### [EXERCISE AIM]
Rewrite the records below, replacing every "instance" with "occurrence" and keeping everything else the same.

### [DATA FOR PROCESSING]
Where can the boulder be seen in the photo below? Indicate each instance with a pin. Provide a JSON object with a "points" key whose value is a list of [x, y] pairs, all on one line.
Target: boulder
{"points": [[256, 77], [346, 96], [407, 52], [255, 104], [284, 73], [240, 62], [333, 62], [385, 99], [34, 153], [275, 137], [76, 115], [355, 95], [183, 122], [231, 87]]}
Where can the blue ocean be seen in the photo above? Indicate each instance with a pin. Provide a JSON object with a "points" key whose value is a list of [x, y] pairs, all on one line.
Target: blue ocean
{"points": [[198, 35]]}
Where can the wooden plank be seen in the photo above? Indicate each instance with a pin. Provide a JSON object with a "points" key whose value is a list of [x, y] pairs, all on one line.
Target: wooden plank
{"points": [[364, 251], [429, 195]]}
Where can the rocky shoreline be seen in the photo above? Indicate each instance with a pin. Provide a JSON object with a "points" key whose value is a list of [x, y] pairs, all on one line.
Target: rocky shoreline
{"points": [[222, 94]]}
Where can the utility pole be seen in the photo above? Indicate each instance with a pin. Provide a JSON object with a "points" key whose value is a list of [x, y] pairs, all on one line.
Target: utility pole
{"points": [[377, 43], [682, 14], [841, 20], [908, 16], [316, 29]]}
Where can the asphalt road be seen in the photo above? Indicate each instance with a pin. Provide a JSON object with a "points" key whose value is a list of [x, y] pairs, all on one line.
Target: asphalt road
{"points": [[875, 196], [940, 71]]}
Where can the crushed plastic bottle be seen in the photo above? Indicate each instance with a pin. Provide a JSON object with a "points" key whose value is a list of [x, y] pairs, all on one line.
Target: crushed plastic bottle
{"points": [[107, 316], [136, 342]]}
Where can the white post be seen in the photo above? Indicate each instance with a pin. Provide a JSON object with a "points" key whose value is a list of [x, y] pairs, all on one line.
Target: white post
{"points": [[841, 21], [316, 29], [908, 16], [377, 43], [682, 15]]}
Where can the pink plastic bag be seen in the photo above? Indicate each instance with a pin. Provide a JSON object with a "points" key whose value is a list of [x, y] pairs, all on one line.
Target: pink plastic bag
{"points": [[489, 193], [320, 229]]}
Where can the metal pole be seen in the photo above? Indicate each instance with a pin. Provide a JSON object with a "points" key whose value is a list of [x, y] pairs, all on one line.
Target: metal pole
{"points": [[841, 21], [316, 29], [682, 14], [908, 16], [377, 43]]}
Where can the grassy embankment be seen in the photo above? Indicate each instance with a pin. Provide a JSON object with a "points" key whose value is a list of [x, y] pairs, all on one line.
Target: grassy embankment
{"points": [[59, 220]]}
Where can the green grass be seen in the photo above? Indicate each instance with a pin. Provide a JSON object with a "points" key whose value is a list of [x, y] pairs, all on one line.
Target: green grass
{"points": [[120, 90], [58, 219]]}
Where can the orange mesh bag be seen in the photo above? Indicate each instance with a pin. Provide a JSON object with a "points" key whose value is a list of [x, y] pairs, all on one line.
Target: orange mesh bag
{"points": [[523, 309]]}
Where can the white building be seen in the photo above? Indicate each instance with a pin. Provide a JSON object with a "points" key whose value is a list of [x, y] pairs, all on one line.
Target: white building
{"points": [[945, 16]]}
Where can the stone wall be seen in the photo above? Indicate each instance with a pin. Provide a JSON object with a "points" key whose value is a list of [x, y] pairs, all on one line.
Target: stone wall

### [SOLUTION TO THIS PROBLEM]
Where can the boulder be seen in the photo below? Indicate each occurrence with a pin. Provide a JSON object with a "points" key whose value is a list of [x, y] pairs, all on one line.
Target: boulder
{"points": [[256, 77], [346, 96], [407, 52], [255, 104], [284, 73], [240, 62], [333, 62], [385, 99], [34, 153], [275, 137], [76, 115], [355, 95], [183, 122], [231, 87]]}
Where can the blue ocean be seen in the photo above? Indicate each occurrence with a pin. Provide a JSON object with a "points" key whose value is a list of [x, y] pairs, all on one line.
Target: blue ocean
{"points": [[198, 35]]}
Where can the wooden plank be seen in the photo above? Indicate each occurrence with a pin. Provide a JSON object with a "points" key whose value is a list of [x, y] pairs, all on one line.
Target: wooden plank
{"points": [[364, 251], [429, 195]]}
Where can the rocky shoreline be seen in the photo above? Indicate each occurrence with a pin. Provide a JSON object with a "points" key whose value is a list of [x, y] pairs, all on one line.
Target: rocky shoreline
{"points": [[222, 94]]}
Where can the utility pole be seen in the photo above? Indicate each occurrence with a pin. Provide a JSON object with a "points" key whose value is a list of [x, y] pairs, all on one line.
Target: utility pole
{"points": [[377, 43], [682, 14], [841, 20], [908, 16], [316, 29]]}
Where can the asphalt road be seen in the photo above? Indicate each occurrence with a pin. Provide a JSON object with a "points" key whose value is a list of [x, y] pairs, all on one line.
Target: asphalt road
{"points": [[875, 196], [940, 71]]}
Where can the crushed plastic bottle be seen in the photo above? Indicate each occurrence with a pin. Provide a JSON object with a "points" key whose value is a list of [x, y] pairs, all on one line.
Target: crushed plastic bottle
{"points": [[107, 316], [136, 342]]}
Where can the white post be seen in the photo above? Indicate each occurrence with a pin. Provide a JSON object with a "points" key whose value is a list of [x, y] pairs, all on one line.
Target: white post
{"points": [[841, 21], [316, 29], [908, 16], [377, 43], [682, 15]]}
Where can the pink plastic bag be seen in the photo above? Indicate each occurrence with a pin. Provide a JSON object with a "points" key whose value is a list of [x, y] pairs, all on one line.
Target: pink plastic bag
{"points": [[489, 193], [320, 229]]}
Where can the metal pole be seen in the photo above? Indicate each occurrence with a pin. Provide a JSON object with a "points" key whose value is a list of [x, y] pairs, all on one line.
Target: metal pole
{"points": [[841, 21], [316, 29], [682, 14], [908, 16], [377, 43]]}
Where can the grassy embankment be seen in the photo above? Indicate each occurrence with a pin. Provide a JSON object with a "points" key whose value is a list of [x, y] pairs, all on one line.
Target: grassy embankment
{"points": [[59, 220]]}
Where can the green grass be seen in the photo above? Indicate each occurrence with a pin. Provide a JSON object with a "points" key whose value is a list of [x, y] pairs, all on one line.
Target: green grass
{"points": [[120, 90], [58, 219]]}
Where can the orange mesh bag be seen in the photo above? Indicate each occurrence with a pin. Provide a JSON object with a "points" key whose value is a list of [x, y] pairs, all on one line.
Target: orange mesh bag
{"points": [[523, 309]]}
Where can the white building be seen in the photo above? Indicate each occurrence with a pin. Provide a JSON object with a "points" key whose value is a list of [x, y] pairs, all on one line.
Target: white building
{"points": [[945, 16]]}
Where can the stone wall be seen in the photo above? Indicate each occurrence with a pin. Provide a JSON object with a "points" key whose value is a list of [x, y] pairs, all on one line.
Target: stone wall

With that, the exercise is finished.